**Direction A:**
In the blog post, how long did the battle against the enemy called Mecha-Pope last?
**Direction B:**
Quote the stretch of the blog post that begins with the words containing "Now that we're" and ends with "to be doing.".
# start of Source passage
Nov. 18th, 2010

davidn: (prince)
Now that we're a fair distance into the thirteenth game of the now comically inaccurately titled Final Fantasy series, I think it's time to start sharing my thoughts. We were put off for a while by the enemy that I referred to as Mecha-Pope, who is a man in a white robe who suddenly trans-forms into a titanic atrocity with upside-down distressed heads on its shoulders, which can split its entire face apart to reveal about eighteen cannons which blast you to oblivion very quickly indeed. It's like a fighting toy from the 80s... brought out of Silent Hill. But I finally got past him in a battle that lasted no more than twenty minutes, and can get back to whatever the plot dictated the party was supposed to be doing.

Except I don't really know what that is, because despite having been going for about thirty hours now, I still don't have a clue what's going on. I am not the best person to ask about penetrability of a storyline because I'm embarrassed to admit that I can't ever really say what's happening on Inspector Morse at all, for example, but I would go so far as to say that this one is unarguably badly told. I had to put the subtitles on very quickly because I had absolutely no idea what anybody was saying, or what the Sanctum, Psi-COM, fal'Cie, Cie'th, l'Cie, or various other fantasy words with unnecessary apostrophes were, and rather than dropping progressively greater hints as to what they're talking about like normal story narrative, you're just thrust into the middle with no explanation ever coming. Instead, the game throws a book at you - then dismantles the bookshelf and throws that at you as well, followed by the entire library, brick by brick. In the "Datalog" section of the menu, you're given a colossal amount of reading material that's never even pointed to by the game, describing the difference between Cocoon and Pulse and the arrival of the fal'Cie and other such vital information, and it just seems to assume that you've read all this before setting out. It's like the opposite of Hideo Kojima - you're given the same amount of information, but this is necessary and downplayed, rather than repetitive and expounded to death in cutscenes that last upwards of four hours.
# end of Source passage
# start of Dataset
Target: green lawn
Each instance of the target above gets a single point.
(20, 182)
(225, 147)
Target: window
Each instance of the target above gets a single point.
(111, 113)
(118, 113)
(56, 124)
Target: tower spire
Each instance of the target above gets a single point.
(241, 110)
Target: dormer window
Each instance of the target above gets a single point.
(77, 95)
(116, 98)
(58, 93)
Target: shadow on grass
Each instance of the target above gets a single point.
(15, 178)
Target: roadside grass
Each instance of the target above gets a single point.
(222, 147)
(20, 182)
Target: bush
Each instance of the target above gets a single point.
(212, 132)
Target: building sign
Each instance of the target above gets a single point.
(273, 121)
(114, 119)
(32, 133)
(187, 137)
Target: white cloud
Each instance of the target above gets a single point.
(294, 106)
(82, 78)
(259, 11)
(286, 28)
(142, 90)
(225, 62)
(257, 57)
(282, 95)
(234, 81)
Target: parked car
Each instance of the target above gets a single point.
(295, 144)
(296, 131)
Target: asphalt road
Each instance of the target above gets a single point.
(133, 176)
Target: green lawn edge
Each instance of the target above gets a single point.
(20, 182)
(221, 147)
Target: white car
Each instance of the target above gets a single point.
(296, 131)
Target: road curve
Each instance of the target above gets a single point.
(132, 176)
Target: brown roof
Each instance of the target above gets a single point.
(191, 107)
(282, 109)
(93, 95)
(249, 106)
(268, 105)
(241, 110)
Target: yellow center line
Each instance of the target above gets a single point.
# end of Dataset
**Task solution A:**
No more than twenty minutes.

**Task solution B:**
Now that we're a fair distance into the thirteenth game of the now comically inaccurately titled Final Fantasy series, I think it's time to start sharing my thoughts. We were put off for a while by the enemy that I referred to as Mecha-Pope, who is a man in a white robe who suddenly trans-forms into a titanic atrocity with upside-down distressed heads on its shoulders, which can split its entire face apart to reveal about eighteen cannons which blast you to oblivion very quickly indeed. It's like a fighting toy from the 80s... brought out of Silent Hill. But I finally got past him in a battle that lasted no more than twenty minutes, and can get back to whatever the plot dictated the party was supposed to be doing.